__Excerpt provided__:

========

RACHEL MARTIN, HOST:

At the U.S. Supreme Court today, a 40-year-old decision is being reconsidered, and the expected outcome could further undermine an already shrinking union movement in this country. The 1977 decision declared that when public employees vote to affiliate with a union, state and local governments can require those who don't join the union to pay partial fees to help cover the costs of negotiating the contract that those non-union members benefit from. Conservative activists and union opponents have long objected to this decision, and today a majority of Supreme Court justices seem poised to reverse it. NPR legal affairs correspondent Nina Totenberg reports.

NINA TOTENBERG, BYLINE: In 1977, the court said that while nobody has to join a union, those who don't can be required to pay partial dues known as fair share, or, agency fees. The purpose is to help defray the costs of negotiating and administering a union contract that covers all employees. The idea is to prevent those who don't want to join the union from becoming free-riders on the backs of union members. The caveat is that non-members do not have to pay for the union's lobbying and political activities. In recent years, however, an energized and more conservative Supreme Court majority has aggressively viewed money as speech. And now it appears close to a decision that would weaken public employee unions by barring these fair share fee arrangements that currently exist in 22 states. Today's case was brought by Mark Janus, a child support specialist for the state of Illinois. He's represented in court by the anti-union National Right to Work Committee, though he stresses that he's not against unions. As he puts it...

MARK JANUS: The problem is that government has given these unions this special privilege to charge us for these fees, in essence, without my permission.

TOTENBERG: In his view, everything the union bargains for and that he benefits from just means more taxes for the public. This is the second time this issue has been argued in two years. The last time, the Obama administration joined with a teachers union and the state of California in urging the justices to uphold the court's longstanding precedent. But the oral argument strongly suggested that the vote would be 5 to 4 to overturn the 1977 decision. When Justice Antonin Scalia died unexpectedly, however, the court deadlocked 4 to 4 on the case. Now the issue is back. The Trump administration has switched the government's position to oppose the unions and the many states that allow fair share fees. And there's every reason to think that Trump appointee Neil Gorsuch will side with the court's conservatives.

To get a feel for the court's thinking, let's go back to the 2016 Supreme Court argument. The union and the state of California contended that fair share arrangements prevent strikes and internal strife by providing a single elected union to deal with, as opposed to competing unions and groups of employees. In many close controversies, Anthony Kennedy is the justice most likely to be open to persuasion, but he's something of a purist on the First Amendment right of free speech. Two years ago, Kennedy disputed the free-rider characterization of those who don't want to pay partial union fees. Rather, he said, the union was making them into compelled riders. He and other court conservatives took the position that everything a public employee union bargains for involves public policy and, thus, that a public employee who disagrees with any aspect of that policy should not be forced to pay for union negotiations. California's lawyer Edward DuMont argued that wages, hours and working conditions are not political. That prompted this from Chief Justice Roberts.

========

__Requirement 1__: Give the records as a numbered list, from their start through the line containing "244,441 -> 261,452", both ends included. Leave out blank lines and pictures.

__Given information__:
========

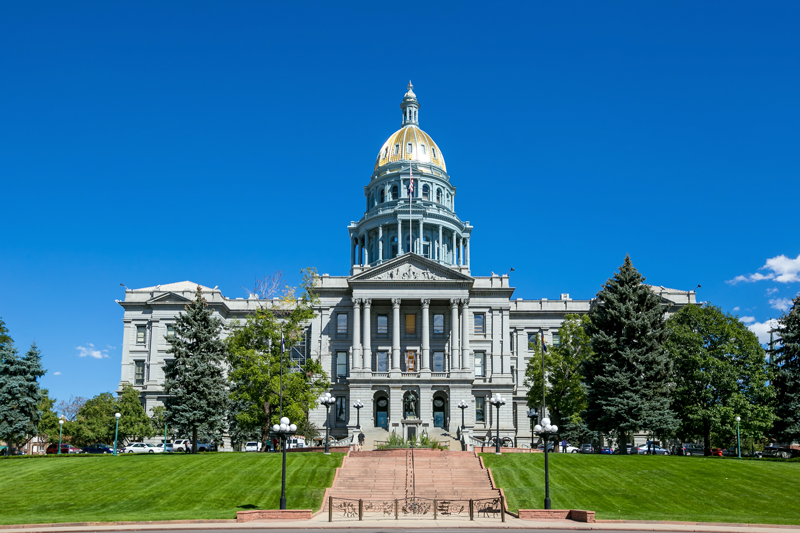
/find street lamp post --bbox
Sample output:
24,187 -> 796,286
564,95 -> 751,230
489,392 -> 506,455
319,392 -> 336,455
114,413 -> 122,455
272,416 -> 297,510
736,416 -> 742,459
528,409 -> 539,450
533,418 -> 558,509
458,400 -> 469,433
57,418 -> 64,455
353,400 -> 364,429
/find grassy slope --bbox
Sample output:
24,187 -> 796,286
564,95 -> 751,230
482,454 -> 800,524
0,453 -> 343,524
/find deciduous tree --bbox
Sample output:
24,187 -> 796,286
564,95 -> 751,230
583,256 -> 677,453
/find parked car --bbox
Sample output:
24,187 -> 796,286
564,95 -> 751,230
637,444 -> 669,455
44,444 -> 83,455
122,442 -> 164,453
82,444 -> 114,453
673,442 -> 705,455
244,441 -> 261,452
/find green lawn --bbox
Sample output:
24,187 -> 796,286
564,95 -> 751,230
0,453 -> 343,524
481,453 -> 800,524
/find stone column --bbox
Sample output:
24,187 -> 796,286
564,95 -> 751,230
450,298 -> 461,368
392,298 -> 400,370
421,298 -> 431,370
361,298 -> 372,370
378,224 -> 383,261
350,298 -> 361,369
461,298 -> 470,370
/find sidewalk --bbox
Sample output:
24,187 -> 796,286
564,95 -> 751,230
0,513 -> 800,533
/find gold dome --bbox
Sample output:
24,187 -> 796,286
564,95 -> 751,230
375,124 -> 447,172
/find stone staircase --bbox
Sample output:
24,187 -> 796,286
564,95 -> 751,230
325,449 -> 500,509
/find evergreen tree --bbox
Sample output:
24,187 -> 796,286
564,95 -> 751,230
525,314 -> 592,440
0,340 -> 45,449
228,269 -> 330,450
583,256 -> 677,453
772,295 -> 800,444
667,304 -> 774,455
164,286 -> 228,453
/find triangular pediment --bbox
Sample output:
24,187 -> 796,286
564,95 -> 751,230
349,253 -> 473,283
147,292 -> 191,304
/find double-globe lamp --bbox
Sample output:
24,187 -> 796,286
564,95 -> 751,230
533,418 -> 558,509
272,416 -> 297,509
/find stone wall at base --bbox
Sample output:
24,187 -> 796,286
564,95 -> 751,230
236,509 -> 314,522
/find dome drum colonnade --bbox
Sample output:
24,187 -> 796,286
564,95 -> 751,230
348,83 -> 472,273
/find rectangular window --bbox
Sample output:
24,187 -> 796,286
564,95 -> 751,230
475,396 -> 486,423
433,352 -> 444,372
406,315 -> 417,335
378,315 -> 389,335
375,352 -> 389,372
475,352 -> 486,378
553,333 -> 561,346
133,361 -> 144,385
336,396 -> 347,422
336,352 -> 347,378
474,313 -> 486,335
136,326 -> 147,344
433,315 -> 444,335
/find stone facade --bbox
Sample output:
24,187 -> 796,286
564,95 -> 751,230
119,84 -> 695,442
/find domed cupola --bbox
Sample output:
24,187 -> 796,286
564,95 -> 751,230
375,82 -> 447,172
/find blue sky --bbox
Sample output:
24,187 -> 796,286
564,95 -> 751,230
0,2 -> 800,406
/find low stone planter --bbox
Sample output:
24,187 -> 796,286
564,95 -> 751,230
236,509 -> 314,522
519,509 -> 594,523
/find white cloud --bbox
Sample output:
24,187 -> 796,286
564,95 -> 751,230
725,254 -> 800,285
769,298 -> 792,313
747,318 -> 778,344
75,342 -> 108,359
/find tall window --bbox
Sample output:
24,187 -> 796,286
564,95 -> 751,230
475,396 -> 486,423
433,352 -> 444,372
136,326 -> 147,344
406,315 -> 417,335
133,361 -> 144,385
433,315 -> 444,334
336,352 -> 347,378
475,352 -> 486,378
375,352 -> 389,372
474,313 -> 486,335
336,396 -> 347,422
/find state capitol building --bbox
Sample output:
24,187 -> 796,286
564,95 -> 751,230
119,83 -> 695,449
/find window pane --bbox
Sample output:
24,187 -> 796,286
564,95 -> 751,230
475,314 -> 486,335
433,352 -> 444,372
433,315 -> 444,333
475,396 -> 486,422
336,352 -> 347,378
406,315 -> 417,335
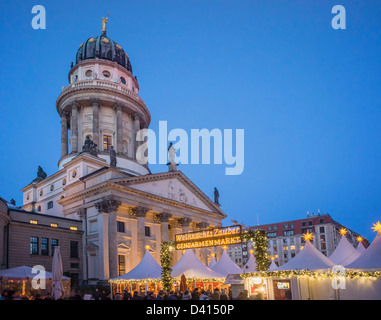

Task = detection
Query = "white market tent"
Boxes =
[345,232,381,271]
[0,266,70,280]
[111,250,161,281]
[278,240,335,270]
[171,249,226,279]
[356,242,366,254]
[242,253,257,273]
[208,257,217,269]
[269,260,278,271]
[212,250,242,277]
[329,235,360,266]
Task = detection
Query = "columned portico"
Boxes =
[115,103,123,154]
[70,101,79,153]
[159,212,172,242]
[199,222,209,265]
[90,98,100,150]
[95,198,122,280]
[61,112,69,157]
[132,207,148,261]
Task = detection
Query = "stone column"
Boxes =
[159,212,172,242]
[132,113,141,159]
[200,222,209,266]
[0,217,5,269]
[61,112,69,157]
[132,207,148,262]
[115,103,124,154]
[170,219,183,266]
[90,98,101,150]
[77,208,88,280]
[70,102,79,153]
[95,198,122,279]
[179,218,192,233]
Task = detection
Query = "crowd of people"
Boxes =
[114,288,232,300]
[0,288,254,300]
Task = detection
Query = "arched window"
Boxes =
[48,201,53,209]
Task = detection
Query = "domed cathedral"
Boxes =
[56,21,151,175]
[22,19,226,283]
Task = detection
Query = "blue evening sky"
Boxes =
[0,0,381,240]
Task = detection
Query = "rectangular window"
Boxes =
[30,237,38,255]
[41,238,49,256]
[70,241,79,258]
[116,221,124,233]
[118,255,126,276]
[50,239,58,255]
[103,135,111,151]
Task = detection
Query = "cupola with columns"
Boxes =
[56,19,151,175]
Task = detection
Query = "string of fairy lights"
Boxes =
[110,221,381,291]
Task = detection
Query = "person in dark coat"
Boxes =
[156,290,165,300]
[131,291,142,300]
[220,289,229,300]
[192,288,200,300]
[123,290,132,300]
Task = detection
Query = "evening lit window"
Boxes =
[30,237,38,255]
[144,227,151,237]
[50,239,58,255]
[116,221,124,232]
[70,241,79,258]
[118,255,126,276]
[41,238,49,256]
[103,135,111,151]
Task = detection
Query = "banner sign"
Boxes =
[175,226,241,250]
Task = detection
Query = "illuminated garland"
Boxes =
[240,270,381,280]
[241,230,270,271]
[160,241,174,292]
[109,279,161,284]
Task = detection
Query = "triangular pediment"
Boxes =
[108,171,225,216]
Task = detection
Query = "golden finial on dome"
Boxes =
[339,228,348,236]
[303,231,313,241]
[372,221,381,234]
[102,13,109,34]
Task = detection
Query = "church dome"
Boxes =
[76,32,132,73]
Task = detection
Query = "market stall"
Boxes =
[0,266,70,298]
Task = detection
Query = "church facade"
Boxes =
[22,25,226,283]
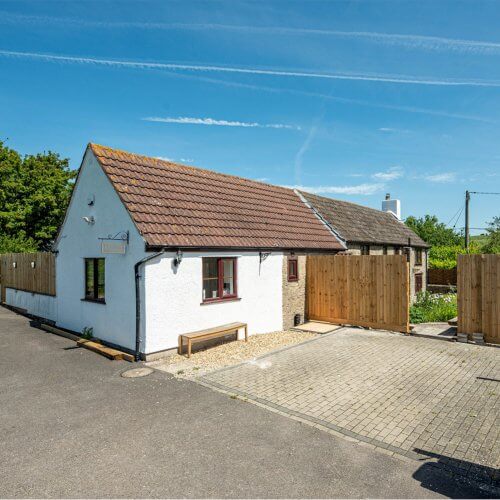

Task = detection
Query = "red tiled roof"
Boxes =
[89,144,343,250]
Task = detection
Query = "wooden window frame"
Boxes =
[415,248,424,266]
[201,257,239,304]
[287,257,299,283]
[82,257,106,304]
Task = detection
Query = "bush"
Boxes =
[429,241,481,269]
[410,292,457,323]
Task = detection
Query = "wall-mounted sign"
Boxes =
[99,231,129,255]
[101,240,127,255]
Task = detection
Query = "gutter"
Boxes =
[134,248,167,361]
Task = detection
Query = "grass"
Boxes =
[410,292,457,324]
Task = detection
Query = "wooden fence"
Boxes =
[457,254,500,344]
[0,252,56,302]
[306,255,410,333]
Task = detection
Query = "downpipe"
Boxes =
[134,248,167,362]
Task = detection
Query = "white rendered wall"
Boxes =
[56,151,146,349]
[5,288,57,321]
[143,252,283,354]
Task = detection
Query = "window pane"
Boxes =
[96,259,105,299]
[203,257,218,279]
[222,260,234,295]
[85,259,94,297]
[203,278,219,300]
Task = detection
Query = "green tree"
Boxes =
[0,142,75,251]
[482,216,500,253]
[405,215,462,246]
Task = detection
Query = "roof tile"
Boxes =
[300,191,429,247]
[90,144,343,250]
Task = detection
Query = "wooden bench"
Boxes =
[177,323,248,358]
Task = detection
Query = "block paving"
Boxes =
[200,328,500,486]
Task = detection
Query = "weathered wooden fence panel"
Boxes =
[457,254,500,344]
[306,255,410,333]
[0,252,56,299]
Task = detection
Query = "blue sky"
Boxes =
[0,0,500,233]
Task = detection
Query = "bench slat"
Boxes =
[181,323,247,338]
[178,323,248,358]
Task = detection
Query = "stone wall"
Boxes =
[283,252,307,330]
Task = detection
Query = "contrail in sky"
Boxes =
[0,11,500,54]
[0,50,500,87]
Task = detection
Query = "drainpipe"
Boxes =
[134,248,167,361]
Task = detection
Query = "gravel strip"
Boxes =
[147,330,318,378]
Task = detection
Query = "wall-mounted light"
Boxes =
[82,215,95,226]
[174,250,183,267]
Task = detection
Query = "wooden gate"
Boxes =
[0,252,56,302]
[306,255,410,333]
[457,254,500,344]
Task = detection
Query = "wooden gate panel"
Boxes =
[457,254,500,344]
[306,255,410,333]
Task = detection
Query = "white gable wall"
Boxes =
[143,251,283,354]
[56,150,146,349]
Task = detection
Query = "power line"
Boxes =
[469,191,500,194]
[453,207,465,229]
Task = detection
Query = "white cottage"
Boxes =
[55,144,345,359]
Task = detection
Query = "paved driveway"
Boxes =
[0,307,491,498]
[202,328,500,488]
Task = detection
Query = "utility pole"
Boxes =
[465,191,470,250]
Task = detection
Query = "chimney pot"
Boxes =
[382,193,401,220]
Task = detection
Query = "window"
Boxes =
[415,273,423,293]
[202,257,237,302]
[85,259,105,302]
[288,258,299,281]
[415,248,422,266]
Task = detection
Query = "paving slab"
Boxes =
[292,321,342,333]
[0,307,500,498]
[201,328,500,484]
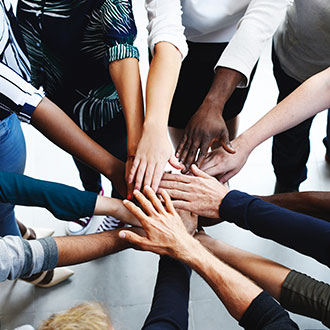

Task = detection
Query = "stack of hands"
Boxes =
[119,165,229,260]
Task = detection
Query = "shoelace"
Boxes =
[74,217,91,227]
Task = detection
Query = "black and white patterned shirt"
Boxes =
[0,0,44,122]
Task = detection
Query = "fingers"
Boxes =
[220,129,236,154]
[172,200,194,213]
[160,189,175,214]
[196,141,209,167]
[123,200,148,226]
[191,164,211,179]
[119,230,148,249]
[134,162,147,190]
[175,132,188,159]
[143,186,166,214]
[128,157,140,183]
[164,189,193,201]
[143,163,156,186]
[150,163,165,191]
[220,170,237,183]
[133,190,157,217]
[168,155,184,170]
[159,180,190,191]
[162,173,192,183]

========

__Requirement 2__: According to the transcript on the Supreme Court union fee case, how many states currently have fair share fee arrangements?

__Exercise solution 1__:
1. /find street lamp post --bbox
2. Sample output:
3. 24,187 -> 796,286
4. 564,95 -> 751,230
5. 489,392 -> 506,455
6. 319,392 -> 336,455
7. 114,413 -> 122,455
8. 272,416 -> 297,510
9. 736,416 -> 742,459
10. 528,409 -> 539,450
11. 533,418 -> 558,509
12. 458,400 -> 469,433
13. 57,418 -> 64,455
14. 353,400 -> 364,429
15. /find grassy slope --bbox
16. Sample output:
17. 24,187 -> 796,286
18. 564,95 -> 751,230
19. 482,454 -> 800,524
20. 0,453 -> 343,524
21. /find deciduous tree --bbox
22. Sample output:
23. 24,187 -> 796,286
24. 564,95 -> 751,230
25. 583,256 -> 677,453
26. /find parked car --bbox
27. Sample output:
28. 24,187 -> 796,286
29. 564,95 -> 751,230
30. 637,444 -> 669,455
31. 44,444 -> 83,455
32. 122,442 -> 164,453
33. 82,444 -> 114,453
34. 673,442 -> 705,455
35. 244,441 -> 261,452

__Exercise solution 2__: 22 states.